# Prompt
Please give the listing again, word for word, with nothing left out.

# Supplied material

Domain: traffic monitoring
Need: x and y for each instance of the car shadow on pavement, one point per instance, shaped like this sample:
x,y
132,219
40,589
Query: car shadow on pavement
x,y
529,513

# Reply
Domain: traffic monitoring
Need: x and y for each instance of the car shadow on pavement, one point per instance, shaped like this sample:
x,y
132,219
40,589
Query: car shadow on pavement
x,y
529,513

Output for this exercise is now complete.